§ **VORLIEGENDER TEXT**:
Frage an Joachim Herrmann von Lucia R. bezüglich Recht
Sehr geehrter Herr Herrmann,
am 20.3.13 wurde die zum 1.4.13 in Kraft getretene Änderung des BayRDG verabschiedet. Teil dieser Änderung war die Einführung des neuen Art. 33a, der sog. "Retterfreistellung", die momentan, auch von Ihnen, öffentlich als "Rettergleichstellung" dargestellt und gefeiert wird.
Leider muss man bei Betrachtung von Art. 33a BayRDG aber feststellen, dass lediglich ein erster Schritt in die sicherlich richtige Richtung gemacht wurde, dieser aber keine echte Gleichstellung hinsichtlich Freistellungs- und Lohnfortzahlungsansprüchen erwirkt.
In Art. 33a BayRDG ist nämlich lediglich von "Arbeitnehmern, die ehrenamtlich im Rettungsdienst tätig sind" die Rede. Ferner wird keine Regelung von Ansprüchen bei Teilnahme an Ausbildungsveranstaltungen, Sicherheitswachen und Bereitschaftsdiensten (wie in Art. 9 BayFwG) getroffen. Somit kann selbst im Fall der ehrenamtlichen Rettungsdienstler nicht von einer Gleichstellung mit Helfern der Feuerwehr gesprochen werden.

§ **DEINE AUFGABE**:
Kopiere aus dem Text zur Retterfreistellung wortgetreu alles von „Frage an Joachim“ bis hinunter zu „und Lohnfortzahlungsansprüchen erwirkt.“.

§ **Zeilen aus einem Datensatz**:
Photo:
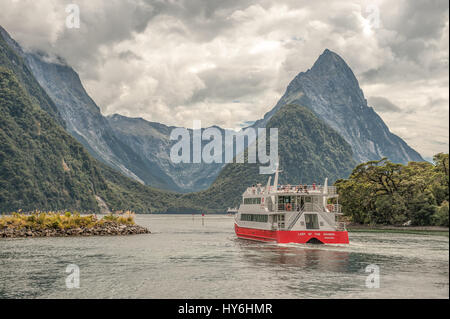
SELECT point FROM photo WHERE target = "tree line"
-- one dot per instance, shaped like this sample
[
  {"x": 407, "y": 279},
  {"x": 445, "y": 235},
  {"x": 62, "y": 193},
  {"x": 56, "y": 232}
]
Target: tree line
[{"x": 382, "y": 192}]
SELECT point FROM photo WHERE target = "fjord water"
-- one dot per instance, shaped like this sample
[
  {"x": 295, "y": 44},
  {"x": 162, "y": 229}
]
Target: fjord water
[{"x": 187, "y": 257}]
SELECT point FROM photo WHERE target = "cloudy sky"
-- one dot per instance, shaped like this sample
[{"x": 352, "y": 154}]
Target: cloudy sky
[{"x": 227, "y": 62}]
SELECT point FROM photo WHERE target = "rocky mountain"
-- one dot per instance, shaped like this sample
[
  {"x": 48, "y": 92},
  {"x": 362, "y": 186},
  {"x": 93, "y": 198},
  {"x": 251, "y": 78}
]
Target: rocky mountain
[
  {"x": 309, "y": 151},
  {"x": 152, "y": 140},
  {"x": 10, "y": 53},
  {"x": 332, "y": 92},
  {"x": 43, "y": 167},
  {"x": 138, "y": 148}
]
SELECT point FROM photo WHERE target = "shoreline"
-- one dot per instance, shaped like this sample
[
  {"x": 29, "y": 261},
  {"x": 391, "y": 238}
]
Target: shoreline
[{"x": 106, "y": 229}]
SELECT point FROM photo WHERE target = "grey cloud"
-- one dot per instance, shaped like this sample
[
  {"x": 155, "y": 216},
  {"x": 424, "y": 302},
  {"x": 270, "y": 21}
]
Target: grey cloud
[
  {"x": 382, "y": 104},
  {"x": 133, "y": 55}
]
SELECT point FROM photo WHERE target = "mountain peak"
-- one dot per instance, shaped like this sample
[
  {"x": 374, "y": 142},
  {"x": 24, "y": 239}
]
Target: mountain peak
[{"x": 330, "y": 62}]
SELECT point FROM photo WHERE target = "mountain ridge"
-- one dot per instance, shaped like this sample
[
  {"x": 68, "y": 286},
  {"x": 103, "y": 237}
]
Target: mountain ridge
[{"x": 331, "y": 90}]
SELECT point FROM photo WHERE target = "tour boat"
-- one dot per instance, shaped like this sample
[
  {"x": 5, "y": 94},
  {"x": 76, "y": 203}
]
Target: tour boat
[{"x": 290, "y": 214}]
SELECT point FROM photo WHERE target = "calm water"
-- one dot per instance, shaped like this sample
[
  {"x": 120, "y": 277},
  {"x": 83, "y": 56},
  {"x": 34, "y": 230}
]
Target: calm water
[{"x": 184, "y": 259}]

§ **MUSTERLÖSUNG**:
Frage an Joachim Herrmann von Lucia R. bezüglich Recht
Sehr geehrter Herr Herrmann,
am 20.3.13 wurde die zum 1.4.13 in Kraft getretene Änderung des BayRDG verabschiedet. Teil dieser Änderung war die Einführung des neuen Art. 33a, der sog. "Retterfreistellung", die momentan, auch von Ihnen, öffentlich als "Rettergleichstellung" dargestellt und gefeiert wird.
Leider muss man bei Betrachtung von Art. 33a BayRDG aber feststellen, dass lediglich ein erster Schritt in die sicherlich richtige Richtung gemacht wurde, dieser aber keine echte Gleichstellung hinsichtlich Freistellungs- und Lohnfortzahlungsansprüchen erwirkt.